→ **Task description**
Please reproduce all of the entries exactly, without omitting any.
Data shown Start Marker
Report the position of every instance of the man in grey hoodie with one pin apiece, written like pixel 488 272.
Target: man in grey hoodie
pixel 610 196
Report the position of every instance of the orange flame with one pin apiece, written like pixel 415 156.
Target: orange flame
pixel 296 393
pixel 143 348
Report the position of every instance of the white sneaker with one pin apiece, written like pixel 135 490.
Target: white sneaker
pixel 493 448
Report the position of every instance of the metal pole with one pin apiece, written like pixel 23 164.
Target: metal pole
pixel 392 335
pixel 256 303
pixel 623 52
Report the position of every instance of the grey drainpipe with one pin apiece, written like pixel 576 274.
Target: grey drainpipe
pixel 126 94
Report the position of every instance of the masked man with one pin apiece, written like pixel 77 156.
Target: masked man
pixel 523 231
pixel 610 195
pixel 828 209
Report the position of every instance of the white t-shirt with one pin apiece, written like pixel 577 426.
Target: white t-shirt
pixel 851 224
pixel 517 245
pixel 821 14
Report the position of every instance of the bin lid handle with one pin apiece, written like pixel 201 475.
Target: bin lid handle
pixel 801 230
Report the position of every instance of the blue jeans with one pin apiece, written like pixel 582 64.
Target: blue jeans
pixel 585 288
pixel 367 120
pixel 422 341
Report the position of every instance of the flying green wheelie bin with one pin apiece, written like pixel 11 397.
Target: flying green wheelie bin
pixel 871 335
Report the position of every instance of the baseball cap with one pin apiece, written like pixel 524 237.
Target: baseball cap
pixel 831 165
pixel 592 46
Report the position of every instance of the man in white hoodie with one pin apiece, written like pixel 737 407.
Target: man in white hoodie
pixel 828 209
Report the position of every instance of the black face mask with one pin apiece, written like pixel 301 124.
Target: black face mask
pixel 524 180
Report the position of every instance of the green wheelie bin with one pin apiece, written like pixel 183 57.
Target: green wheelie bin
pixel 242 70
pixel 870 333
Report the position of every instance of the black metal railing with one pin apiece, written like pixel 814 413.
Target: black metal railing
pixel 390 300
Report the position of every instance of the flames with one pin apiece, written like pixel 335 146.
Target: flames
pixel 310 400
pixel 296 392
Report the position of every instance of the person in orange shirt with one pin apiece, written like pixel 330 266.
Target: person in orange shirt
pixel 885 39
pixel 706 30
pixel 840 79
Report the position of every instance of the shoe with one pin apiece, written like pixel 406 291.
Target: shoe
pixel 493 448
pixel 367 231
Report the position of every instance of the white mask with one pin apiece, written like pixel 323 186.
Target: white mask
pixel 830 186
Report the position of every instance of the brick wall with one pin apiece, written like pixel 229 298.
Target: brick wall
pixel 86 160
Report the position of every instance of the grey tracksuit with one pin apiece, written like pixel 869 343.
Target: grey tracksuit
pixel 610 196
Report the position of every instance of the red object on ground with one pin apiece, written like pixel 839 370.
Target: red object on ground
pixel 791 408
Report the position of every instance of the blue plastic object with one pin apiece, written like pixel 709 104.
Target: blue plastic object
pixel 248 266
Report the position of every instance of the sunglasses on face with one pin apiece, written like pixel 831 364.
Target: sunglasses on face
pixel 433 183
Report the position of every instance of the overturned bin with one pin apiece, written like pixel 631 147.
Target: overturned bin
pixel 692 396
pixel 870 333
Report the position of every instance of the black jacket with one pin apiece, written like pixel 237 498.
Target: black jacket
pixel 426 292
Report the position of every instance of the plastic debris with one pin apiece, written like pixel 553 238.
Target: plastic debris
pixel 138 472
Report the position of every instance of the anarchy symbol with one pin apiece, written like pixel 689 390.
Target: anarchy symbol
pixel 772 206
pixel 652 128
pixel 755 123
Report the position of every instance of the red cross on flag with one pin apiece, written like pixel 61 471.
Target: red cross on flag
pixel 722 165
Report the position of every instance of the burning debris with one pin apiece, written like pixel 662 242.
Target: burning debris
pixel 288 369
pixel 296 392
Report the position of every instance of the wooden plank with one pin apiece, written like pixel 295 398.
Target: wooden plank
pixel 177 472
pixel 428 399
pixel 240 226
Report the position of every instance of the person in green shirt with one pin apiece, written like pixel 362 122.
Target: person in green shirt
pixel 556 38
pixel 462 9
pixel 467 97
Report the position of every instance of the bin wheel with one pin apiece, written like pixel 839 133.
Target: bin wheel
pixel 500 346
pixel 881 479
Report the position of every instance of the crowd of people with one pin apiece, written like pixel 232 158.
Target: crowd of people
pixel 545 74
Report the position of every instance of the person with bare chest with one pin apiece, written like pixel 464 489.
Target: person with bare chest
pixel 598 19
Data shown End Marker
→ **Task solution**
Report the position of every instance of the man in grey hoodie with one pin apiece, written like pixel 488 272.
Target: man in grey hoodie
pixel 610 196
Report the position of every instance of the orange flame with one pin apiece, written like pixel 415 156.
Target: orange flame
pixel 296 393
pixel 143 348
Report the position of every instance of the white sneaker with one pin apiece, written like pixel 135 490.
Target: white sneaker
pixel 493 448
Report the position of every instance of the metal pole with one pin apiece, written like pixel 23 164.
Target: metal pole
pixel 392 335
pixel 256 303
pixel 623 52
Report the position of every instance of the grey drainpipe with one pin apiece, written like pixel 576 274.
Target: grey drainpipe
pixel 126 94
Report the position of every instance of the masked man with one pin apiece, written like pixel 77 156.
Target: masked man
pixel 523 231
pixel 610 195
pixel 828 209
Report the position of every instance of the white t-shirt with one pin apiece, written like pixel 577 426.
Target: white t-shirt
pixel 851 224
pixel 517 245
pixel 821 14
Report the position of every instance of the bin lid handle with one pin apiece, written like pixel 201 475.
Target: bin lid handle
pixel 801 230
Report the position of every instance of the blue jeans with one pin apiece, written like pixel 582 64.
Target: blue jeans
pixel 585 288
pixel 367 120
pixel 422 341
Report the position of every instance of the flying green wheelie bin with one pin apiece, written like pixel 11 397.
Target: flying green wheelie bin
pixel 871 335
Report the position of every instance of the baseball cap with one pin apiece, written like pixel 524 237.
Target: baseball cap
pixel 831 165
pixel 592 46
Report the position of every instance of the man in white hoodie with one pin apiece, written like pixel 737 407.
Target: man in white hoodie
pixel 828 209
Report the position of every instance of the black face mask with one pin apiece, written like pixel 301 124.
Target: black face mask
pixel 524 180
Report the position of every instance of the green wheelie bin with one pin apiece, written like pixel 183 57.
Target: green wheelie bin
pixel 242 70
pixel 870 333
Report the position of every instance of the black metal railing with one pin apiece, written like pixel 814 413.
Target: black metal railing
pixel 390 300
Report the position of every instance of the flames with one pin apiece, written like pixel 335 146.
Target: flames
pixel 310 400
pixel 296 392
Report the position of every instance of the person in orange shirt with one pin apiece, written like pixel 330 266.
Target: person in orange shirt
pixel 885 39
pixel 706 30
pixel 840 79
Report the position of every instance of the shoe with one pin apiece, written like pixel 406 291.
Target: shoe
pixel 493 448
pixel 367 231
Report the position of every instance of the white mask with one pin apiece, written like pixel 323 186.
Target: white mask
pixel 830 186
Report the position of every instance of the brick wall with one pin apiece, written like pixel 229 298.
Target: brick wall
pixel 86 160
Report the position of every instance of the grey tracksuit with one pin apiece, written like pixel 869 343.
Target: grey tracksuit
pixel 610 196
Report the position of every instance of the red object on ground with one pin apiece, written like pixel 839 370.
Target: red object on ground
pixel 791 408
Report the position of every instance of the blue plastic object with one pin apiece, written like pixel 709 104.
Target: blue plastic object
pixel 248 266
Report the position of every instance of the sunglasses on face with one pin apiece, written like pixel 831 364.
Target: sunglasses on face
pixel 433 183
Report the position of every instance of the overturned bin with one pin apiece, written like pixel 631 147.
Target: overturned bin
pixel 692 396
pixel 870 333
Report the position of every instance of the black jacket with one pin apiece, written like pixel 237 498.
Target: black jacket
pixel 426 292
Report the position of every instance of the plastic debris with one pin apiece, written like pixel 553 238.
Target: plastic debris
pixel 138 472
Report the position of every instance of the anarchy symbol with one pin apiece, written like pixel 689 390.
Target: anarchy symbol
pixel 772 206
pixel 652 128
pixel 755 123
Report the position of every instance of the red cross on flag with one pin apiece, written like pixel 61 471.
Target: red cross on flag
pixel 722 165
Report the position of every instance of the burning debris with one pin apiece, written like pixel 662 242.
Target: burning debris
pixel 288 369
pixel 296 392
Report the position of every instance of the wooden plank with one pin apiece, written like pixel 295 398.
Target: wooden plank
pixel 177 472
pixel 428 399
pixel 240 226
Report the position of every instance of the person in green shirt with one pin apiece, written like pixel 362 122.
Target: person in green shirt
pixel 556 38
pixel 462 9
pixel 467 97
Report the position of every instance of the bin wheel with one pin apiece, written like pixel 839 133.
Target: bin wheel
pixel 500 346
pixel 881 479
Report the position of every instance of the crowd of people with one pin apiece, written like pixel 232 158.
Target: crowd of people
pixel 545 74
Report the position of every instance of the person with bare chest with one pin apiece, written like pixel 464 489.
Target: person with bare chest
pixel 598 19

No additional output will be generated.